--- Data records Enclosed Below ---
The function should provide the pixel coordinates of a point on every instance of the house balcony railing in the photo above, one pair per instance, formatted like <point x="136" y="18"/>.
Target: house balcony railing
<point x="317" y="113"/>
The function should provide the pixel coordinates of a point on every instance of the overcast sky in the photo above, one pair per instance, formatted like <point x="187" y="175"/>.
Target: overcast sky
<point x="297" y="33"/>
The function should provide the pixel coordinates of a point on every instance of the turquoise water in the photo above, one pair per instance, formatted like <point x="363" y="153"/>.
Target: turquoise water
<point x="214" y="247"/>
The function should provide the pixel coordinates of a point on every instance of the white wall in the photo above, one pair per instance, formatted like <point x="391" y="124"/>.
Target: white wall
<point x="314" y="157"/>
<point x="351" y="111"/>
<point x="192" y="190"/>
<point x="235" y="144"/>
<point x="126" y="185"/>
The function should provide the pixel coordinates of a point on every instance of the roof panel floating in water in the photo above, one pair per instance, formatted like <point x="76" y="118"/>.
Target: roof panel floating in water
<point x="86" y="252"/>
--- End of Enclosed Data records ---
(Required action): Write the records out in full, exactly as they read above.

(Solution for this problem):
The function should provide the pixel coordinates of a point on every instance of the house balcony railing in the photo above, one pair per instance, formatted like <point x="136" y="18"/>.
Target: house balcony railing
<point x="317" y="113"/>
The function should provide the pixel coordinates of a point on every instance of the overcast sky in the photo above, one pair per instance, formatted like <point x="187" y="175"/>.
Target: overcast sky
<point x="297" y="33"/>
The function should provide the pixel coordinates of a point on every instance of the turquoise water in the photo above, one pair per instance, formatted like <point x="363" y="153"/>.
Target: turquoise water
<point x="214" y="247"/>
The function should provide the pixel coordinates of a point on every instance of the white wall in the photo above, one pair per instance, formatted like <point x="391" y="124"/>.
Target: white wall
<point x="314" y="157"/>
<point x="351" y="111"/>
<point x="192" y="190"/>
<point x="235" y="144"/>
<point x="126" y="185"/>
The function should provide the pixel coordinates of a point on every instance of the roof panel floating in water in the photo above, one pair per instance, formatted like <point x="76" y="118"/>.
Target: roof panel floating in water
<point x="86" y="252"/>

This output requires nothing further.